* Given data
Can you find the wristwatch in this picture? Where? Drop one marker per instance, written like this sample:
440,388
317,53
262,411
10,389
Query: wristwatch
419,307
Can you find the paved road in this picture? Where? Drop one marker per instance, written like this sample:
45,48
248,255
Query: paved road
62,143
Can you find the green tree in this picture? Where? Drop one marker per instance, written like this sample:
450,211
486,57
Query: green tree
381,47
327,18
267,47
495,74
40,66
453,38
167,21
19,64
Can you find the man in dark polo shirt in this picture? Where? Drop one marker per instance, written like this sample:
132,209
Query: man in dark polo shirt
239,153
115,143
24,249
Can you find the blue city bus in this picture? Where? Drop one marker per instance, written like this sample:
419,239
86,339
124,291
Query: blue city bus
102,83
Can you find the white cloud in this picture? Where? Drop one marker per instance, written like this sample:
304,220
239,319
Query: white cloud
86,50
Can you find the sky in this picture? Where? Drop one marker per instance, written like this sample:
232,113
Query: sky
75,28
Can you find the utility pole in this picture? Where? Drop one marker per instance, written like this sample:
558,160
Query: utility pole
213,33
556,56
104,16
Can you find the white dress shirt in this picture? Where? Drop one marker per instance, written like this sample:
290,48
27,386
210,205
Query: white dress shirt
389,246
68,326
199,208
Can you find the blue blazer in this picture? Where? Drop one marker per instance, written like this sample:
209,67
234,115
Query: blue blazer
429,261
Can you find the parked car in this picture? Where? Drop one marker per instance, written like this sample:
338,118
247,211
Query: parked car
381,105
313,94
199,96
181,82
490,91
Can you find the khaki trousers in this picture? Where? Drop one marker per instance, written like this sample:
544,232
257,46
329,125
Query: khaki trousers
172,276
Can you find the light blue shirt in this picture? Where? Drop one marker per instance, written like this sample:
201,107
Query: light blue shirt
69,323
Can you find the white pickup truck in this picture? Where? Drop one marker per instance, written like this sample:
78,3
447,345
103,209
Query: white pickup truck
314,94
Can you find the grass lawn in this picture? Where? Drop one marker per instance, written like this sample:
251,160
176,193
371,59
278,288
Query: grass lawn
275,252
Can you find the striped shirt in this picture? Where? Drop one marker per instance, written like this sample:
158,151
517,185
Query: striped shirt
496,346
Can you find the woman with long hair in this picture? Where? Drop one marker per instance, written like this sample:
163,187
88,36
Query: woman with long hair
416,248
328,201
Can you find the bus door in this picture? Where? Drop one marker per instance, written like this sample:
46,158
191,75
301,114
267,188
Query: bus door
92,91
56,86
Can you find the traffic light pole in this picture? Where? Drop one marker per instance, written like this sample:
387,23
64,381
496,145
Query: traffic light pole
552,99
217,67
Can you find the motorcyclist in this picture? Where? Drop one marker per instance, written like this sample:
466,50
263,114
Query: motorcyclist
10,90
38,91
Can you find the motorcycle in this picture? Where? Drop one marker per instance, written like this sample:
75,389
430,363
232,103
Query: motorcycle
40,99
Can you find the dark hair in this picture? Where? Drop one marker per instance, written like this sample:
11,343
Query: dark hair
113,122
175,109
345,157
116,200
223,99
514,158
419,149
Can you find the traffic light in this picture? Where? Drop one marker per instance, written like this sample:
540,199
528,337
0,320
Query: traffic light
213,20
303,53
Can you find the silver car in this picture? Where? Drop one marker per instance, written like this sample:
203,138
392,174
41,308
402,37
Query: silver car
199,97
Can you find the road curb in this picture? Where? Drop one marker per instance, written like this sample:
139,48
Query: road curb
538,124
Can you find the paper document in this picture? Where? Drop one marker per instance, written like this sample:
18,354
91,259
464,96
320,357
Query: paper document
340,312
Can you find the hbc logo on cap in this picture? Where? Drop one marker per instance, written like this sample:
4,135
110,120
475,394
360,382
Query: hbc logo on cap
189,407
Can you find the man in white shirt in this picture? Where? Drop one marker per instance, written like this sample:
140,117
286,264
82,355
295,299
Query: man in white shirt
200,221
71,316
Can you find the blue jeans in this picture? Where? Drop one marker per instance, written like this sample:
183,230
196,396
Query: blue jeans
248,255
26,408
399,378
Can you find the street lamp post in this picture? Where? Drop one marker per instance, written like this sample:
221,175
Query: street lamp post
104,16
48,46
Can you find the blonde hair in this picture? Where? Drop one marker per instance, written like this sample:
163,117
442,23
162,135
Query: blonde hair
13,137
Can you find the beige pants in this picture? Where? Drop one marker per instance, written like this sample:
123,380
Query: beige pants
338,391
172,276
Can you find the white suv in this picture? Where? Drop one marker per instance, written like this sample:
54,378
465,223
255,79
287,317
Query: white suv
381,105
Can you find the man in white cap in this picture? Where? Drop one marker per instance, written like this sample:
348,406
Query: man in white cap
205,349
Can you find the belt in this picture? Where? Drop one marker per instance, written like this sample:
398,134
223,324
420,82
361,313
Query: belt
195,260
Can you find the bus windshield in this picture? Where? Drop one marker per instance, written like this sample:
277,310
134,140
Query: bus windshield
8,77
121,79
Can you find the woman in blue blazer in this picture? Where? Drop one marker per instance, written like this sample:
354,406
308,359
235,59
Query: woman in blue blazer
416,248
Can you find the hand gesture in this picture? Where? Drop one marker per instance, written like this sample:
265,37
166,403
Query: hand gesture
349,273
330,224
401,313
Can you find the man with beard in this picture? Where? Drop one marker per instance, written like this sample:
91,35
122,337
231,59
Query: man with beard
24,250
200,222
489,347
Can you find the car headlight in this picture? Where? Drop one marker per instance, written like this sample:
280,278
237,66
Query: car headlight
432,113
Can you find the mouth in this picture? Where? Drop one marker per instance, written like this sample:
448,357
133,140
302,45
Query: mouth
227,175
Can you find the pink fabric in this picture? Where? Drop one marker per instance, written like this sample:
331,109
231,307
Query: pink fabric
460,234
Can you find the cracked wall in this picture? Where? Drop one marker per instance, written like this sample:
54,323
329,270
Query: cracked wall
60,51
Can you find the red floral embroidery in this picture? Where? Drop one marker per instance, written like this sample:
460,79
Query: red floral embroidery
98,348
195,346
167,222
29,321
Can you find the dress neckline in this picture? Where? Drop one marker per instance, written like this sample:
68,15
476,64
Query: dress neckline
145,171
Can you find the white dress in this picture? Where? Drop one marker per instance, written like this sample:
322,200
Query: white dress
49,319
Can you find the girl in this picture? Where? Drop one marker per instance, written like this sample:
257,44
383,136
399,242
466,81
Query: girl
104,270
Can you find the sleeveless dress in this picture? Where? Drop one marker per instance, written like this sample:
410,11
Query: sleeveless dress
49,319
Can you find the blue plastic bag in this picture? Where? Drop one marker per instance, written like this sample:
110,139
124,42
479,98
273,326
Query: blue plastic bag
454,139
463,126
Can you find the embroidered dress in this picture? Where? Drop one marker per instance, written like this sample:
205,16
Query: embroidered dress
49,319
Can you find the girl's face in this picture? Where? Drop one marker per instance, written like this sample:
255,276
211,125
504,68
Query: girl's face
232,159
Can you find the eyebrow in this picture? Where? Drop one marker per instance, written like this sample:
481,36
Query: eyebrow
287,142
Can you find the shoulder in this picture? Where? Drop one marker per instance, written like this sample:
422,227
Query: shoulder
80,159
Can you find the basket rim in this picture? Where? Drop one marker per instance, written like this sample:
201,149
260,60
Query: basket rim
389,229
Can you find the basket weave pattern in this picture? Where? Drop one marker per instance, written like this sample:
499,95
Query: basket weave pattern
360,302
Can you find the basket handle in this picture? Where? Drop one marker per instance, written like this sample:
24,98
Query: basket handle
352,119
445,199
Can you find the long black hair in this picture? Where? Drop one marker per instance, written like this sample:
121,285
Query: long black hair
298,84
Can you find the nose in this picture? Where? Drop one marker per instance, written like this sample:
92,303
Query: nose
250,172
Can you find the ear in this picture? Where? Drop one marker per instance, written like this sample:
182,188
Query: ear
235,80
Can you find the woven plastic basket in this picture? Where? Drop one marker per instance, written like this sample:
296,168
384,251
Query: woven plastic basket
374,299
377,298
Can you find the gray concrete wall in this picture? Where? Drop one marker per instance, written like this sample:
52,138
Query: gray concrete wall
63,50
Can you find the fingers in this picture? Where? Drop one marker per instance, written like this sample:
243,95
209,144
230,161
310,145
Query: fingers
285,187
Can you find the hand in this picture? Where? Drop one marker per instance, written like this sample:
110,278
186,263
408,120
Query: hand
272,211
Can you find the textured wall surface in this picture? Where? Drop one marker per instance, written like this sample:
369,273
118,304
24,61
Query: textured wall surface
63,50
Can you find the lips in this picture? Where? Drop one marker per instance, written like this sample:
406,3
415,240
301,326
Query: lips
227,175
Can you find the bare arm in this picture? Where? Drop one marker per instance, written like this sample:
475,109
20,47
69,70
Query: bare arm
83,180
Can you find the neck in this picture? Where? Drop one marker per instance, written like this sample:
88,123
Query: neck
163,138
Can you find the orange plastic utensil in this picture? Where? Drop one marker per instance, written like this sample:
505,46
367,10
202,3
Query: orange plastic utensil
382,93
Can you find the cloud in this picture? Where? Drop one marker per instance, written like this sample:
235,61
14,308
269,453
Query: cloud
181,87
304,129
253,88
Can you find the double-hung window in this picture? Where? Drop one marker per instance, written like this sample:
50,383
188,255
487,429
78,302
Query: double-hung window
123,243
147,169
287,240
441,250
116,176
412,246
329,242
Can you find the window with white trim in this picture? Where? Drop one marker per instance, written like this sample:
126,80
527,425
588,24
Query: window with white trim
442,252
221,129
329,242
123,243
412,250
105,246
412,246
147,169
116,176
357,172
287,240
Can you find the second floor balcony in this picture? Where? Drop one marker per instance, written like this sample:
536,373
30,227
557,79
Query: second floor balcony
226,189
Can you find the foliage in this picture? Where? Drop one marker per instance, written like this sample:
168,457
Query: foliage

* What you are asked to do
Reproduce exactly the line containing "Can you find the textured" and every line after it through the end of the records above, and nothing else.

* Completed task
Can you find the textured wall surface in this picture? Where? Drop one marker per instance, written like this sample:
369,273
118,304
24,61
Query: textured wall surface
63,50
Can you find the lips in this picture? Where? Drop one marker per instance, written like this sample:
406,3
415,240
301,326
Query: lips
227,175
Can you find the bare arm in this picture? Where? Drop one marker per instance, written like this sample:
475,109
20,47
69,70
Query: bare arm
83,180
Can you find the neck in this picture? Where? Drop one marker per instance, written like this sample:
88,123
Query: neck
163,138
Can you find the orange plastic utensil in this picture? Where? Drop one marker per instance, written like this sample:
505,46
367,10
202,3
Query: orange plastic utensil
382,93
Can you find the cloud in this picture? Where? Drop one marker per instance, written like this sample:
235,61
14,308
269,453
Query: cloud
181,87
304,129
253,88
Can you find the double-hung window in this picture? Where? Drop one marker per instance, written like this sample:
50,383
188,255
487,429
78,302
Query: double-hung window
123,243
147,169
287,240
441,250
116,176
412,246
329,242
Can you find the window with white trim in this picture? Where? Drop one marker per instance, written like this sample:
126,80
527,425
588,24
Query: window with white trim
442,252
221,129
329,242
123,243
412,250
105,246
412,246
147,169
116,176
357,172
287,240
Can you find the second floor balcony in this picture? Where? Drop one marker per instance, written like this sample:
536,373
30,227
557,79
Query: second floor balcony
226,189
Can you find the foliage in this picture? Where? Drop one marker per instance, written like this sample:
168,457
Query: foliage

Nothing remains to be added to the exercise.